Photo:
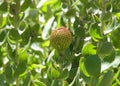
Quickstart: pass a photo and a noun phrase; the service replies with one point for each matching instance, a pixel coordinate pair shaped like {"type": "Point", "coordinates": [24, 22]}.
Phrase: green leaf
{"type": "Point", "coordinates": [2, 37]}
{"type": "Point", "coordinates": [115, 37]}
{"type": "Point", "coordinates": [25, 5]}
{"type": "Point", "coordinates": [94, 31]}
{"type": "Point", "coordinates": [93, 65]}
{"type": "Point", "coordinates": [107, 78]}
{"type": "Point", "coordinates": [21, 67]}
{"type": "Point", "coordinates": [27, 79]}
{"type": "Point", "coordinates": [3, 21]}
{"type": "Point", "coordinates": [104, 49]}
{"type": "Point", "coordinates": [107, 16]}
{"type": "Point", "coordinates": [22, 54]}
{"type": "Point", "coordinates": [110, 57]}
{"type": "Point", "coordinates": [10, 51]}
{"type": "Point", "coordinates": [71, 13]}
{"type": "Point", "coordinates": [83, 71]}
{"type": "Point", "coordinates": [64, 74]}
{"type": "Point", "coordinates": [89, 49]}
{"type": "Point", "coordinates": [55, 73]}
{"type": "Point", "coordinates": [4, 7]}
{"type": "Point", "coordinates": [14, 36]}
{"type": "Point", "coordinates": [39, 83]}
{"type": "Point", "coordinates": [55, 83]}
{"type": "Point", "coordinates": [9, 73]}
{"type": "Point", "coordinates": [2, 79]}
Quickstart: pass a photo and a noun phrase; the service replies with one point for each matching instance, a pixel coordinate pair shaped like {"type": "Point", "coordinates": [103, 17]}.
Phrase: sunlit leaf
{"type": "Point", "coordinates": [95, 32]}
{"type": "Point", "coordinates": [93, 65]}
{"type": "Point", "coordinates": [89, 49]}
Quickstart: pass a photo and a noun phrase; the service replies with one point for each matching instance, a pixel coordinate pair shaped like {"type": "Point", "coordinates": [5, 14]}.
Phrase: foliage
{"type": "Point", "coordinates": [28, 59]}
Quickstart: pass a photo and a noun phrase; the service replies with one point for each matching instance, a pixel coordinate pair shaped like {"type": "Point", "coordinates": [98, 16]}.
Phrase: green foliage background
{"type": "Point", "coordinates": [27, 59]}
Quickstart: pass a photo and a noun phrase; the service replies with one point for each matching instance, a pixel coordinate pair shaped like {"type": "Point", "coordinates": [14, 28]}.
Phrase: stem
{"type": "Point", "coordinates": [92, 82]}
{"type": "Point", "coordinates": [102, 21]}
{"type": "Point", "coordinates": [17, 81]}
{"type": "Point", "coordinates": [69, 6]}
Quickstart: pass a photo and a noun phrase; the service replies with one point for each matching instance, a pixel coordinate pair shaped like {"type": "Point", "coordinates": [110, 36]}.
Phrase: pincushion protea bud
{"type": "Point", "coordinates": [61, 38]}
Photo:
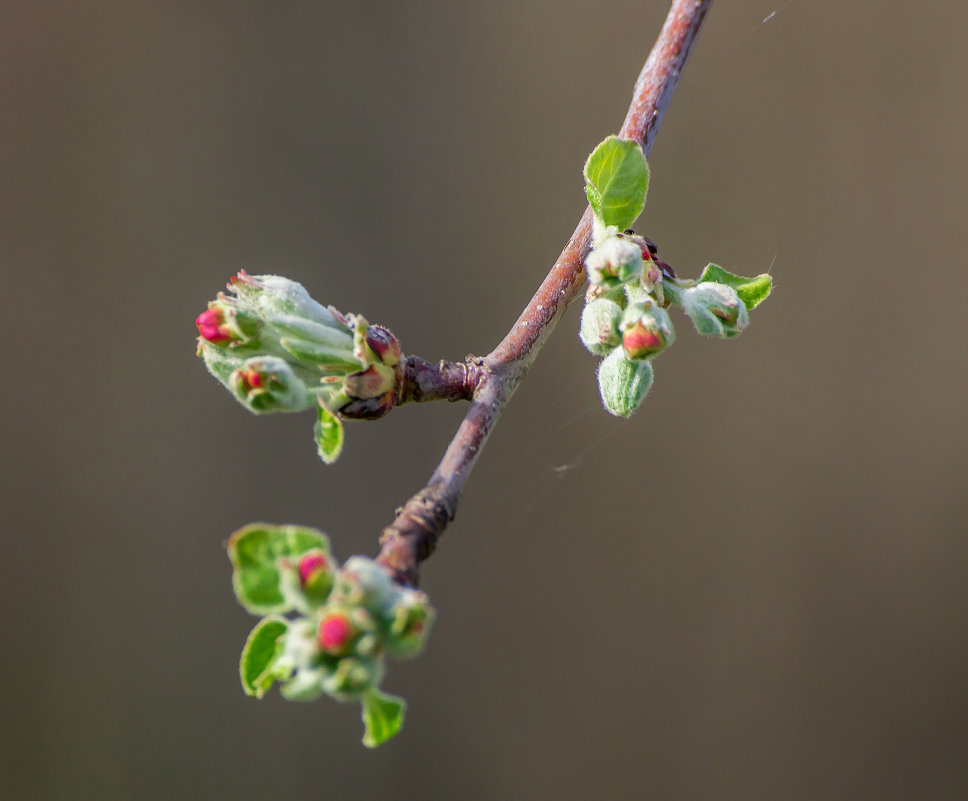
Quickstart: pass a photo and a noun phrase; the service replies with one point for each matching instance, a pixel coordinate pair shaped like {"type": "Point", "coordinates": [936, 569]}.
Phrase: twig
{"type": "Point", "coordinates": [413, 534]}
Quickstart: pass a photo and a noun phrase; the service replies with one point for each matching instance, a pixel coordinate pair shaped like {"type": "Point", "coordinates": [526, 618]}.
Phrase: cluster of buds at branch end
{"type": "Point", "coordinates": [716, 310]}
{"type": "Point", "coordinates": [278, 350]}
{"type": "Point", "coordinates": [347, 620]}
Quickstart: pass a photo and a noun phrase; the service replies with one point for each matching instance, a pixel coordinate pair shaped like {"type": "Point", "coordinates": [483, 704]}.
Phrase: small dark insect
{"type": "Point", "coordinates": [666, 269]}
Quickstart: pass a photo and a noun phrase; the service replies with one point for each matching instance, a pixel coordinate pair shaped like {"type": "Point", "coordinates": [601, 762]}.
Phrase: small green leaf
{"type": "Point", "coordinates": [382, 716]}
{"type": "Point", "coordinates": [254, 551]}
{"type": "Point", "coordinates": [617, 179]}
{"type": "Point", "coordinates": [752, 291]}
{"type": "Point", "coordinates": [329, 435]}
{"type": "Point", "coordinates": [261, 650]}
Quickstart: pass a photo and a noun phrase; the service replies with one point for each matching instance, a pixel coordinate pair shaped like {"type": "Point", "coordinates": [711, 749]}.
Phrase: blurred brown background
{"type": "Point", "coordinates": [754, 589]}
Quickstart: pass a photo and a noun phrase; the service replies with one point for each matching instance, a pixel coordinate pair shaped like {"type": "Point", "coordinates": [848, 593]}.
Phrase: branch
{"type": "Point", "coordinates": [413, 534]}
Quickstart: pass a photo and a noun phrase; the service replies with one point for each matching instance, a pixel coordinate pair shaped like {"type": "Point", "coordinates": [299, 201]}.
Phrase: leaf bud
{"type": "Point", "coordinates": [410, 620]}
{"type": "Point", "coordinates": [623, 384]}
{"type": "Point", "coordinates": [646, 330]}
{"type": "Point", "coordinates": [598, 330]}
{"type": "Point", "coordinates": [316, 574]}
{"type": "Point", "coordinates": [274, 294]}
{"type": "Point", "coordinates": [362, 582]}
{"type": "Point", "coordinates": [374, 381]}
{"type": "Point", "coordinates": [384, 345]}
{"type": "Point", "coordinates": [616, 260]}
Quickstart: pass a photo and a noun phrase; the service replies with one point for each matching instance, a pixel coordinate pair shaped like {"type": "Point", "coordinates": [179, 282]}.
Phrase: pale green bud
{"type": "Point", "coordinates": [615, 261]}
{"type": "Point", "coordinates": [410, 620]}
{"type": "Point", "coordinates": [362, 582]}
{"type": "Point", "coordinates": [599, 327]}
{"type": "Point", "coordinates": [352, 676]}
{"type": "Point", "coordinates": [623, 384]}
{"type": "Point", "coordinates": [715, 309]}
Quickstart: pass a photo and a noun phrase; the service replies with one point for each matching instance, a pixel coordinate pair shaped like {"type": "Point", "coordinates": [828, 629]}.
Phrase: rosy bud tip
{"type": "Point", "coordinates": [209, 324]}
{"type": "Point", "coordinates": [309, 564]}
{"type": "Point", "coordinates": [334, 631]}
{"type": "Point", "coordinates": [639, 341]}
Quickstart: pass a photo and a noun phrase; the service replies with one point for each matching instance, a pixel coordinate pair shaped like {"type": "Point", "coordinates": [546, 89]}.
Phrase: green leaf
{"type": "Point", "coordinates": [752, 291]}
{"type": "Point", "coordinates": [254, 551]}
{"type": "Point", "coordinates": [329, 435]}
{"type": "Point", "coordinates": [617, 179]}
{"type": "Point", "coordinates": [382, 716]}
{"type": "Point", "coordinates": [261, 650]}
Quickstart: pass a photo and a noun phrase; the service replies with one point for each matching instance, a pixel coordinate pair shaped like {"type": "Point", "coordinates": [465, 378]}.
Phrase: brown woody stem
{"type": "Point", "coordinates": [413, 534]}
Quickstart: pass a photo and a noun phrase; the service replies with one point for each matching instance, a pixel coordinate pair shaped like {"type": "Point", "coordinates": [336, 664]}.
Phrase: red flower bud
{"type": "Point", "coordinates": [335, 631]}
{"type": "Point", "coordinates": [640, 341]}
{"type": "Point", "coordinates": [211, 326]}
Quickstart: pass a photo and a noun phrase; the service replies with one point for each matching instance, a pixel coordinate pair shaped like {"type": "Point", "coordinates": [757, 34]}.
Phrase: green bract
{"type": "Point", "coordinates": [346, 621]}
{"type": "Point", "coordinates": [259, 655]}
{"type": "Point", "coordinates": [752, 291]}
{"type": "Point", "coordinates": [617, 180]}
{"type": "Point", "coordinates": [255, 551]}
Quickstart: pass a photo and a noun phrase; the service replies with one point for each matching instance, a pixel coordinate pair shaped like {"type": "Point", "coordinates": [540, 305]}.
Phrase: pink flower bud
{"type": "Point", "coordinates": [211, 326]}
{"type": "Point", "coordinates": [309, 565]}
{"type": "Point", "coordinates": [335, 631]}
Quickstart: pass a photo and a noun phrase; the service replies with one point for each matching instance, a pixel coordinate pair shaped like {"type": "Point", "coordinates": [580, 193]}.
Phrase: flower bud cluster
{"type": "Point", "coordinates": [624, 318]}
{"type": "Point", "coordinates": [278, 350]}
{"type": "Point", "coordinates": [354, 617]}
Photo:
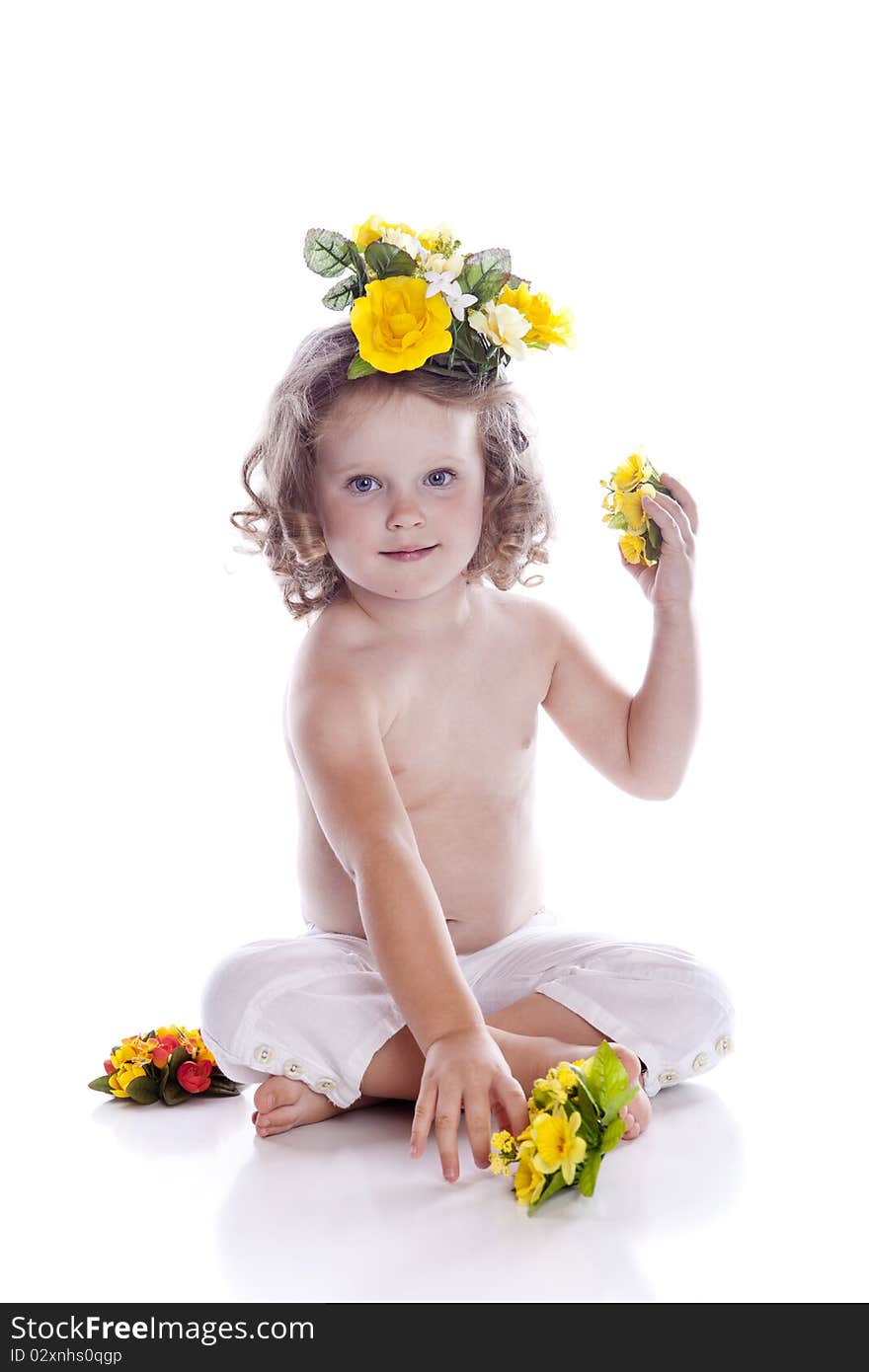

» **Problem to solve**
Count the lines in the rows above that contain the word "small", with case counting, and give only that number.

» **Exercise solution**
2